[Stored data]
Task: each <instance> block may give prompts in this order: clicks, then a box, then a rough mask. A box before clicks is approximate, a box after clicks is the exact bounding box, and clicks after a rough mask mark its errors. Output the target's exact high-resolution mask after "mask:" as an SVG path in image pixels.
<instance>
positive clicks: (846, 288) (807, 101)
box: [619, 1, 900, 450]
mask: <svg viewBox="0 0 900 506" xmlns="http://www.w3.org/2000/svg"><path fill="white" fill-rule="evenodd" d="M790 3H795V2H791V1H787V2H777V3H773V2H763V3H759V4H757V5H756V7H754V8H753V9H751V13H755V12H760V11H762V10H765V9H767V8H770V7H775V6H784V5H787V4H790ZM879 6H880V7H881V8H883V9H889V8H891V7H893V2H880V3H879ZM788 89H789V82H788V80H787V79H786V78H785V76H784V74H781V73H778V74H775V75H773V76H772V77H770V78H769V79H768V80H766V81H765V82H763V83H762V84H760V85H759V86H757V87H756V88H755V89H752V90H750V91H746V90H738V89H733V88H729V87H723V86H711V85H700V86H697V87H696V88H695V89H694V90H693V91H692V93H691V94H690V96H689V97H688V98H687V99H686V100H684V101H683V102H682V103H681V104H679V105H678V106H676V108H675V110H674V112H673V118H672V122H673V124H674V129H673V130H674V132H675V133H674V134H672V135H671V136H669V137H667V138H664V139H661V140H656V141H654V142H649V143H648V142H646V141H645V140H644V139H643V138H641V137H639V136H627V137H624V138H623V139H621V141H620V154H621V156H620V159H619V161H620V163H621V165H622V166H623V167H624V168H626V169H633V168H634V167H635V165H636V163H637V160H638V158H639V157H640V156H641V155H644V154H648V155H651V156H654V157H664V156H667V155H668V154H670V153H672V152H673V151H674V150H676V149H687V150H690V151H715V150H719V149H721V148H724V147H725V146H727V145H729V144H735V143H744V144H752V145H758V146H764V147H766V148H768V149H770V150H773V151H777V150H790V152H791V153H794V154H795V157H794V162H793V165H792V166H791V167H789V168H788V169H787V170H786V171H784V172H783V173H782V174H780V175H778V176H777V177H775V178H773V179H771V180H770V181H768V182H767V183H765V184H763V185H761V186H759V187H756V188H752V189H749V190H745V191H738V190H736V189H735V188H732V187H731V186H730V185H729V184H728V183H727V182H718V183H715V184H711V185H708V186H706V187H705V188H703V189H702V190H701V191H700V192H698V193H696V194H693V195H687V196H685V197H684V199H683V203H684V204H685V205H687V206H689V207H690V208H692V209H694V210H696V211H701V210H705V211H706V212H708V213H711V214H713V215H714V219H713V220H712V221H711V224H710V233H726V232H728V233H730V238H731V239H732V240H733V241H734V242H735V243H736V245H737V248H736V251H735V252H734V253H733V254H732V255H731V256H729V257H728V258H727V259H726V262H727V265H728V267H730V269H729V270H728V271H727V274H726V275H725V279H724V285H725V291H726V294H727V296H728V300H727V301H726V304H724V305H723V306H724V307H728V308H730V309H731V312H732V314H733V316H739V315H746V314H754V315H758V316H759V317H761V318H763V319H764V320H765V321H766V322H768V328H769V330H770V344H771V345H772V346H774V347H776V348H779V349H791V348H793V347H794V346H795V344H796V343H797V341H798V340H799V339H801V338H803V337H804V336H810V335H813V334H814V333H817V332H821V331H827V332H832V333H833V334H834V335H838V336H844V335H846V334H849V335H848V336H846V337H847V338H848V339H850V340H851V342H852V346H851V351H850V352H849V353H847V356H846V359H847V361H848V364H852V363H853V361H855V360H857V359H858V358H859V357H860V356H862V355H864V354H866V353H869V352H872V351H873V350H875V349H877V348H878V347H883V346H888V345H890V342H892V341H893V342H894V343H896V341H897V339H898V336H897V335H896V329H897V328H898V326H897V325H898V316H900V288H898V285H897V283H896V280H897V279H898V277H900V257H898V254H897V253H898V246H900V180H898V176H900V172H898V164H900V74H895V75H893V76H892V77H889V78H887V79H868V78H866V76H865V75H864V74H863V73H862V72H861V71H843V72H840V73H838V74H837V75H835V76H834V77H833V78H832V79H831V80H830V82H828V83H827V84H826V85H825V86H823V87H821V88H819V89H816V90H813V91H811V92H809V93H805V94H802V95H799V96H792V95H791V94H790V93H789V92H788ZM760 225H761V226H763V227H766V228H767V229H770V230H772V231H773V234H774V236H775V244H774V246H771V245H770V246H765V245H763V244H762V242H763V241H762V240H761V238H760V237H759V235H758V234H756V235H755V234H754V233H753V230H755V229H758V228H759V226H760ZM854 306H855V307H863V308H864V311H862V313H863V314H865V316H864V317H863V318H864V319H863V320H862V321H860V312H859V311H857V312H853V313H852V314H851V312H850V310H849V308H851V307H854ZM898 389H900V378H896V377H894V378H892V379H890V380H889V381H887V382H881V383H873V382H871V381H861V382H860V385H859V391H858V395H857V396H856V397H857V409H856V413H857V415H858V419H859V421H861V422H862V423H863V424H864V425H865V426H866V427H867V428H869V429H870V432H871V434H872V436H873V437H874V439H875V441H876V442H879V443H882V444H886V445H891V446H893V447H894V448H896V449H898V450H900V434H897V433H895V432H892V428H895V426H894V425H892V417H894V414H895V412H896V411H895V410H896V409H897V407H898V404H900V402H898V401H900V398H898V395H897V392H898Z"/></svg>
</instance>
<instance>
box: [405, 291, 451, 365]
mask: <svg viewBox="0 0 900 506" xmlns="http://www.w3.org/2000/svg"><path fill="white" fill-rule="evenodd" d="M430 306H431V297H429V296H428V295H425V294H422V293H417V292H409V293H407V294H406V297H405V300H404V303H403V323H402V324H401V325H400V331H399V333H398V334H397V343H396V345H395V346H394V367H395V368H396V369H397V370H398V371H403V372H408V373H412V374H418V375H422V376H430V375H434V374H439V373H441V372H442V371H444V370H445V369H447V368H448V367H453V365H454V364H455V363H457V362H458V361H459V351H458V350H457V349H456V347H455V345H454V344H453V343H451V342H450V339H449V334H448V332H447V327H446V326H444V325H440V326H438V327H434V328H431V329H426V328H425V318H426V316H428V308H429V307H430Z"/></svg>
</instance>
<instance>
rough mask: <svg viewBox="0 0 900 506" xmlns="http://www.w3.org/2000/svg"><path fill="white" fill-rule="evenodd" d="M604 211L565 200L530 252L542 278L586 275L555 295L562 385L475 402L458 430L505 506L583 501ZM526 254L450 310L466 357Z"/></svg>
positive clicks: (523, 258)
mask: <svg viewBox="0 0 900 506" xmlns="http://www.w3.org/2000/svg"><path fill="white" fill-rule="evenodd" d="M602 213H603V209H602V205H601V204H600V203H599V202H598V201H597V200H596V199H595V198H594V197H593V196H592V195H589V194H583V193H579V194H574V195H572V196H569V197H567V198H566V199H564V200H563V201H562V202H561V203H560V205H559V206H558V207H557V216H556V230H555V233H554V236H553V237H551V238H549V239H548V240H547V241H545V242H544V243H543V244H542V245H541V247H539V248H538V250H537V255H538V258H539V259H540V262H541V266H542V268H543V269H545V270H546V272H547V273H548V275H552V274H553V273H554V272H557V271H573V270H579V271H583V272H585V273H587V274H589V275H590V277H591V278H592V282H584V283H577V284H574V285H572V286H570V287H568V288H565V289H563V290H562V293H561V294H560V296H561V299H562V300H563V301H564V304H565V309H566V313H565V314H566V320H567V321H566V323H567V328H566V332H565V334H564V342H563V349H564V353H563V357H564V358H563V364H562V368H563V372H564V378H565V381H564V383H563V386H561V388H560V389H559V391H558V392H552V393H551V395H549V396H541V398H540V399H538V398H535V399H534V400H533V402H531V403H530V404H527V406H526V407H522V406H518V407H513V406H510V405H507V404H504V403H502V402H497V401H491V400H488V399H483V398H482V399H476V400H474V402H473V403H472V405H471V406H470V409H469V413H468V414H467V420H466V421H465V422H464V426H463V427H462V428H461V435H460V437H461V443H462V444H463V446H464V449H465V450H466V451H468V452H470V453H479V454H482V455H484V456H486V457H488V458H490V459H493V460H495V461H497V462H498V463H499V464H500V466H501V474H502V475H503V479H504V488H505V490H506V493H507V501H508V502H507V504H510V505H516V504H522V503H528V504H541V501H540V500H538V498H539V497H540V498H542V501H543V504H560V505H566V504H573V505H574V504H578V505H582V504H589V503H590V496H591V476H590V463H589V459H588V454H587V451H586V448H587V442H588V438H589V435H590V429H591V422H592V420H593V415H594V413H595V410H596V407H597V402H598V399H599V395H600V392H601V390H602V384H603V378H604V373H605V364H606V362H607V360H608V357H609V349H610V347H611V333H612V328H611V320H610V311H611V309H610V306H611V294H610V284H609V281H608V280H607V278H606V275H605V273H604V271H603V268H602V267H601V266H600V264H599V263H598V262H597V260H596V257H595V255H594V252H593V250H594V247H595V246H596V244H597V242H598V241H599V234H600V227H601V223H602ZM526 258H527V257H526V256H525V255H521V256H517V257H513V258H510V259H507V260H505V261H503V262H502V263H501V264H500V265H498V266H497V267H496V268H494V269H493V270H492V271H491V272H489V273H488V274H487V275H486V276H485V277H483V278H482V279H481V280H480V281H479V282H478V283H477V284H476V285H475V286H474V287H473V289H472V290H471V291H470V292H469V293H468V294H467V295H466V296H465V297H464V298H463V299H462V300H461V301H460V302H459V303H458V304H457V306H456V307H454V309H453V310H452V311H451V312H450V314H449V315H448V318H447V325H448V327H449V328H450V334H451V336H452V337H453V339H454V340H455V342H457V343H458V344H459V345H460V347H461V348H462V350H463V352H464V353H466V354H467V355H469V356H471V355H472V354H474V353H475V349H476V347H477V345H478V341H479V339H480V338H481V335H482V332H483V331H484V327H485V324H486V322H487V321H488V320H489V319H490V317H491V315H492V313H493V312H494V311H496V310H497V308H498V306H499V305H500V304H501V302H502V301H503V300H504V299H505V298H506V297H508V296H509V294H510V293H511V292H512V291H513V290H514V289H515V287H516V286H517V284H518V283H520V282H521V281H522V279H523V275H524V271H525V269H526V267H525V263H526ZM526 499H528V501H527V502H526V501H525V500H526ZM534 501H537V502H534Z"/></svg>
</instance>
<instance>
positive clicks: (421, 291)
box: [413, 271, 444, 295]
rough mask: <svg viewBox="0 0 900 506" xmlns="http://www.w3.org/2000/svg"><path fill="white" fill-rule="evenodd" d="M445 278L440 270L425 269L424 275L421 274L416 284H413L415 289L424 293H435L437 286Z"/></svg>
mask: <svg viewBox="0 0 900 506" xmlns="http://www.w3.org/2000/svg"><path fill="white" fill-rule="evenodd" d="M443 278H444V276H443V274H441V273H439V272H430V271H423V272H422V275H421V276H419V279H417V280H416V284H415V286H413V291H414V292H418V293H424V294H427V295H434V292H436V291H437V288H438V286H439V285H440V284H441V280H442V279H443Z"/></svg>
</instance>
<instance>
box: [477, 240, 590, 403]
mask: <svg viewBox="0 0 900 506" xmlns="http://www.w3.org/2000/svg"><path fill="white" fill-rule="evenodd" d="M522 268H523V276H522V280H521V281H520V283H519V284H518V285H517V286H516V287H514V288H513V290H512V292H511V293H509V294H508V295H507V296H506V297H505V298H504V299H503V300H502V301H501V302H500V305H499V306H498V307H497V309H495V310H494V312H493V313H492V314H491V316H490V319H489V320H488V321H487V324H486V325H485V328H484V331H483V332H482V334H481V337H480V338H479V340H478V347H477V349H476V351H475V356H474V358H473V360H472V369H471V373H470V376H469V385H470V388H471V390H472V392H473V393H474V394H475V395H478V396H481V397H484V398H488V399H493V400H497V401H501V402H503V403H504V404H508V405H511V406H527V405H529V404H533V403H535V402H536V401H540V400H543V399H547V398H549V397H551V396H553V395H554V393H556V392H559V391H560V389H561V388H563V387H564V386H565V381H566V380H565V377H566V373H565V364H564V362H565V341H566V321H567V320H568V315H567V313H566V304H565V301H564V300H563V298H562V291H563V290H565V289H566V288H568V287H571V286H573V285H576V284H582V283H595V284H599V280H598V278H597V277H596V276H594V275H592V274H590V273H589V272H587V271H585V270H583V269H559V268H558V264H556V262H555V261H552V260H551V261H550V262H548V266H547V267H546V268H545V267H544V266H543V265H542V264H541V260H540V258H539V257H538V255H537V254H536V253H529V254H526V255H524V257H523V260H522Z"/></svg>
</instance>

What you will do: Turn the records into a numbered list of lines, starting at the first line and ending at the line that contains "box: [619, 1, 900, 450]". Leave out any blank lines.

Exercise output:
1. Task: each <instance> block may give prompts in this order: clicks, then a box, then a rough mask. A box before clicks is approximate, a box after clicks is the exact bounding box, and clicks after a rough mask mark its errors. Output the target's exact high-resolution mask after "mask:" as an SVG path in image pixels.
2. <instance>
3. positive clicks: (846, 288) (807, 101)
4. box: [619, 1, 900, 450]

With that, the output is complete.